Was Kipchogi a perfect running machine? So when Nike first embarked on this project
a few years ago, they, I mean, and they sponsor a pretty large fraction of the best runners
in the world. So they said, they brought about more than two dozen of their best runners
into the lab to say, let's get out the calipers, let's get out the treadmills, let's measure
all these guys and see who has the greatest endurance capacity. And Kipchogi was not at the top of the heap by those measurements.
There's a guy named Lalissa DeSissa who actually won the World Championships this year.
So very good runner. And he's won Boston a couple of times.
So he's good and they could see in the lab that he was off the charts.
But he has never run as fast as Kipchogi has.
Kipchogi had good, like,
he had the kind of VO2 max and lactate threshold and running economy that you need to be a
world-class runner, but he didn't have the kind that makes you say this guy is a one
any generation talent. He's a world-class runner, but whatever makes him once in a generation
is something that doesn't show up in those lab tests.
How amazing is that? Like, how cool is that to hear that you've got this guy who is, you know, he's
elite level, but not a freak.
And there's something which can't be measured because everyone talks about it in
sport, right?
They all talk about this X factor, but I think increasingly now as we get into
the 21st century and we have pundits who are able to analyze with increasing
dexterity and
resolution on what's happening. We're becoming more and more cerebral about sport. We think
more and more about the quantifiable metrics and to hear that we have someone that's got this
difficult to define X factorised. It's so magic. It's just, it's a hero.
Yeah, and you know, it's interesting because for me,
again, I'm all about the science,
I'm very interested in it,
and you're absolutely right that our ability to analyze
and understand the, the, the basis of success
is getting better and better.
But for me, the moment,
we reach the point where you can go into a lab,
measure 10 people and tell you with 99% certainty
who's gonna win a race and who isn't.
****************
_Stated problem a:_ Copy the records word for word, starting at the line that contains "Given the photograph above, point out the parking" and running through the last line of the records, with both ends included.

Excerpts from a point labeling dataset
****************
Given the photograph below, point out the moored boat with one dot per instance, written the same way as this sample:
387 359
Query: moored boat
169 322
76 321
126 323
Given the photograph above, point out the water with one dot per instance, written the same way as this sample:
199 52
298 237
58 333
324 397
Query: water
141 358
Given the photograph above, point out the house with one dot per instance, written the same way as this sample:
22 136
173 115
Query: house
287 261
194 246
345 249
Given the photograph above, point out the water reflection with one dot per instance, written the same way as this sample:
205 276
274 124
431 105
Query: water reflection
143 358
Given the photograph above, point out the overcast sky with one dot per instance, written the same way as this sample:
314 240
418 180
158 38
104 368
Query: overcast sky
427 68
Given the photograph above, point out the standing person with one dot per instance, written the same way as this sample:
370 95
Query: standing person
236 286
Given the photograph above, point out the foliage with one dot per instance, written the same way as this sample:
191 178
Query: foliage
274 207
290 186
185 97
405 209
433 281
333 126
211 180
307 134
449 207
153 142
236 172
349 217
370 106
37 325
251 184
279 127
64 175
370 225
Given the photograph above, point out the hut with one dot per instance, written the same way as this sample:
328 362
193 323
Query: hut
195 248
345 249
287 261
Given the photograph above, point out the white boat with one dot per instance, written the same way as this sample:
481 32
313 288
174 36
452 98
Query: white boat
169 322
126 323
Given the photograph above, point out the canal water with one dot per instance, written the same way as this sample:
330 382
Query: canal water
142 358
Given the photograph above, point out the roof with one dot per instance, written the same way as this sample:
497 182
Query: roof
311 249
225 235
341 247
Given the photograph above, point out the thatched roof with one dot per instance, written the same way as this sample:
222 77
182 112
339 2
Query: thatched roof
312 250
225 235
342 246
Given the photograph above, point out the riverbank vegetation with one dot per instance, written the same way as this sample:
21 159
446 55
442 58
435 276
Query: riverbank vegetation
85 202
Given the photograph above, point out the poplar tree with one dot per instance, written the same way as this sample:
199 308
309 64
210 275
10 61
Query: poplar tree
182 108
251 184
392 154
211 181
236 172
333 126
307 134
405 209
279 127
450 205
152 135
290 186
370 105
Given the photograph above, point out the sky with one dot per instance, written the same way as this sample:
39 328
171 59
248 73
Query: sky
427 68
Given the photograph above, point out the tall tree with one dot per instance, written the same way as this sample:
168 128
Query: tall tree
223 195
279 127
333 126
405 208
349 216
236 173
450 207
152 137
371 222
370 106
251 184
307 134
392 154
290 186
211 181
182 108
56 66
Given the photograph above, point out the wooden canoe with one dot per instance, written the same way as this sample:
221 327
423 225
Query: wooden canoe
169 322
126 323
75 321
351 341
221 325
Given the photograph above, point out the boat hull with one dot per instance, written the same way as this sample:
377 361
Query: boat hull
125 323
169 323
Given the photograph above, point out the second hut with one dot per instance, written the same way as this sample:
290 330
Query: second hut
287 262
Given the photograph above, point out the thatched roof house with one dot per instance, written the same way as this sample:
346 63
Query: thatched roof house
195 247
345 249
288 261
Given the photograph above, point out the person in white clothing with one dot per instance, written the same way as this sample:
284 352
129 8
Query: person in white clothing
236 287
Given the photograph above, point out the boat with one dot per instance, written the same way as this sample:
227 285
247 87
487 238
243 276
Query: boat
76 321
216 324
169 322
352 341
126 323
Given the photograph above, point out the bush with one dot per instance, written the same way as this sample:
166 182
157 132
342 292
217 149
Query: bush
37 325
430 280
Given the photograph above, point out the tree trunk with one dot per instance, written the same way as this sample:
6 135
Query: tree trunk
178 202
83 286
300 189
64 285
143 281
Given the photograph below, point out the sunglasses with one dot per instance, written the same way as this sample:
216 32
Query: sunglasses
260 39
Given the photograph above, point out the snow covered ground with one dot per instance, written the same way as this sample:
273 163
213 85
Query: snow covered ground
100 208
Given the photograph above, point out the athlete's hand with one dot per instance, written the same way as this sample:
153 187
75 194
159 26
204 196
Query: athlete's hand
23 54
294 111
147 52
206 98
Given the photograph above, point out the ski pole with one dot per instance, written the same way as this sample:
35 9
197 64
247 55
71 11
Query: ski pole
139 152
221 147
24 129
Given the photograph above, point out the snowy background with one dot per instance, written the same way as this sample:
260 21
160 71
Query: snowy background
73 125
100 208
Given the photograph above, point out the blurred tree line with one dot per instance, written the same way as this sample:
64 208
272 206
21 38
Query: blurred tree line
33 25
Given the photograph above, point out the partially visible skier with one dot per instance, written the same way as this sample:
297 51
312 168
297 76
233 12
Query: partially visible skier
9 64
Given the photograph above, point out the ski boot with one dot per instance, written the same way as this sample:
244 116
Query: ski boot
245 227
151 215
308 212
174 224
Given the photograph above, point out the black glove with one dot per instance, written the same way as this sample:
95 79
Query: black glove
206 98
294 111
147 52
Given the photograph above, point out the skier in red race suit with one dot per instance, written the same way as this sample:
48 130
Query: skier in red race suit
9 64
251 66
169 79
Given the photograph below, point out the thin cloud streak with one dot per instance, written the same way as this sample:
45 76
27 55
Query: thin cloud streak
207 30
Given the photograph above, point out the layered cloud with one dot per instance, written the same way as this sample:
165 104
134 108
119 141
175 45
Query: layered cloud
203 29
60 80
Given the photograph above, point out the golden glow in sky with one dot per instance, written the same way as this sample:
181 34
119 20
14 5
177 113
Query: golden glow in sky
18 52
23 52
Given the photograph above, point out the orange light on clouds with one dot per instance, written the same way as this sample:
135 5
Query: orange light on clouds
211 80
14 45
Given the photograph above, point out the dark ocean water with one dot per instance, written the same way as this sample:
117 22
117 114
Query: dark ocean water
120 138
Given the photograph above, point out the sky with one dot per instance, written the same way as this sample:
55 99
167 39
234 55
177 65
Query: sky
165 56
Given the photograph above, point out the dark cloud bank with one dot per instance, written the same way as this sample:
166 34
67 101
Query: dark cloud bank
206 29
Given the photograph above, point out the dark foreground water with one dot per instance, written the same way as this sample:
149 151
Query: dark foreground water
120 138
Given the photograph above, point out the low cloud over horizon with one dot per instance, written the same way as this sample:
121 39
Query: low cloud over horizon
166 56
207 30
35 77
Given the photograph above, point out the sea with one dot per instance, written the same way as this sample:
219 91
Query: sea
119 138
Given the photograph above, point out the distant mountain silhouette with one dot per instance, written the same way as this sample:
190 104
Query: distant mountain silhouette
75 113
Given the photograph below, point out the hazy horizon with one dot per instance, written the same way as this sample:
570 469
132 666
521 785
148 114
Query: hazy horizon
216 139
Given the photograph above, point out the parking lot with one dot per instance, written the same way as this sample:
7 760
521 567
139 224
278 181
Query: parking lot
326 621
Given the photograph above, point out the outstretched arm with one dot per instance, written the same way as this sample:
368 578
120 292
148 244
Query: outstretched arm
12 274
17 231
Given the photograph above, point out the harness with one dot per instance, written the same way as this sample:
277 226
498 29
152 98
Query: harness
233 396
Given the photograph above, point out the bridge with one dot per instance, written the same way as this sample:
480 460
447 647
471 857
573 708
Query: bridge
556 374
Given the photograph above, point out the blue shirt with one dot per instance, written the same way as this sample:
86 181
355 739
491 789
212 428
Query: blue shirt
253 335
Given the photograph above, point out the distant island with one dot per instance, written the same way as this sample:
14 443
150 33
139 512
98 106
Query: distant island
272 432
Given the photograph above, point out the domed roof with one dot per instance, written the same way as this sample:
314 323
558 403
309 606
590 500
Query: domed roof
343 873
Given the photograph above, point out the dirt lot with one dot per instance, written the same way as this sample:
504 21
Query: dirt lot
****************
_Stated problem b:_ Continue the conversation about Kipchogi's untested running talent from its final line.

_Exercise result a:_
Given the photograph above, point out the parking lot with one dot per instance, written the same way as this sample:
7 760
521 567
139 224
278 181
Query: parking lot
326 621
Given the photograph above, point out the outstretched arm with one dot per instance, written the same way as this sample:
368 578
120 292
148 244
Query: outstretched arm
12 274
17 231
Given the photograph above, point out the harness with one dot per instance, written the same way as this sample:
277 226
498 29
152 98
Query: harness
233 396
Given the photograph above, point out the bridge with one dot per instance, written the same way as this sample:
480 460
447 647
471 857
573 708
Query: bridge
556 374
Given the photograph above, point out the blue shirt with one dot per instance, written the same way as this sample:
86 181
355 739
491 789
212 428
Query: blue shirt
253 335
Given the photograph above, point out the distant island with one dot per instance, written the same way as this sample:
14 443
150 33
139 512
98 106
Query: distant island
272 432
Given the photograph above, point out the domed roof with one dot per instance, written the same way as this sample:
314 323
558 403
309 606
590 500
Query: domed roof
343 873
Given the photograph above, point out the dirt lot with one dot per instance, written the same way as this sample:
504 21
Query: dirt lot

_Exercise result b:_
That's the moment to me that sport loses its interest in a way. If everything becomes
quantifiable, then it's like it's just a race becomes a plumbing contest who's got the biggest
aorta or whatever. And there has to be something that we can't measure for it to be interesting. To me, that's some of the magic.
I'll tell you, you talk about the X-Factor.
I met Keptchogi for the first time, three years ago maybe.
It's easy to say this in hindsight, but he has a presence that is hard to quantify.
I'm not going to say, I knew that moment that he was going to hard to quantify. And it's like, I'm not gonna say,
I knew that moment that he was gonna break two hours,
but it's like, this guy has that,
some people just have a presence where it's like,
it's not a swagger because he's very humble and very quiet,
but you feel that he's bigger than he is.
And I think that's something that in some unquantifiable
way that plays into his abilities.
I'd love to see him at a party talking about Swagger. Like, apparently he likes to spin
the tunes. He was, he was, he, he, he, he was, there was a big dance that night and he
was giving out prizes to all of his, the pacemakers, these world class runners who
paced him. But yeah, he's, he's not like a super party guy, but I think he can get down.
After you've just run a sub-to-armyrathon, you've got to at least have a beer or something,
right?
You've got to chill out somehow.
Yeah, yeah, you've got to unwind.
He takes a month off after a marathon like that and just chills out.
He's not one of these obsessive people.
He's like, okay, I've already taken 12 hours off.
I have to get my next work out in.
He goes hard, then he relaxes and has a good time
Talking about the way that he has presence. There's a clip
um, and if anyone goes back and watches the intro to the race
So the pacemakers at the very very beginning of the race
The pacemakers are all there and then Elliott walks through this gap in the barriers behind them
And I remember so I haven't watched the full race.
It was a silly time last week if we're in the UK and I'd work late and blah, blah. And I watched
this clip and it looks, I don't know this sounds weird and existential, but it looks like the universe
just parts around him as he walks through those barriers. And it's like, it's like he's not moving.
The universe is moving around him and he just parts through it, man. And you can just the
way he looks, you know, he's there with his that look on his face. And it's just, that's
just where he's meant to be. So getting onto getting onto the race itself, why did they
choose Vienna?
Yeah, it was a sort of global search for, for trying to find the best of all possible worlds
for a bunch of different factors they had to optimize.
One was they wanted a course that was as flat as possible with as few sharp turns as possible.
They needed to get the temperature and the altitude and the humidity and all these things
right.
Even from a logistical perspective,
they needed to find a place
where the city was willing to say,
yeah, we can guarantee you access to this for like a two week period
because they didn't want to just say,
we're gonna run this race on October 12th or whatever.
They, what they said when they planned it is,
we're gonna run it sometime between,
I think it was like October 10th and 23rd or something like that.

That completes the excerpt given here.